> **PROBLEM REQUIREMENTS**: Restate all of the entries verbatim.
##### RECORDED INFORMATION #####
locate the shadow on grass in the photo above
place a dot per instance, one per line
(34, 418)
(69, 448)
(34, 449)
#####
> **WRITTEN RESPONSE**:
locate the shadow on grass in the photo above
place a dot per instance, one per line
(34, 418)
(69, 448)
(34, 449)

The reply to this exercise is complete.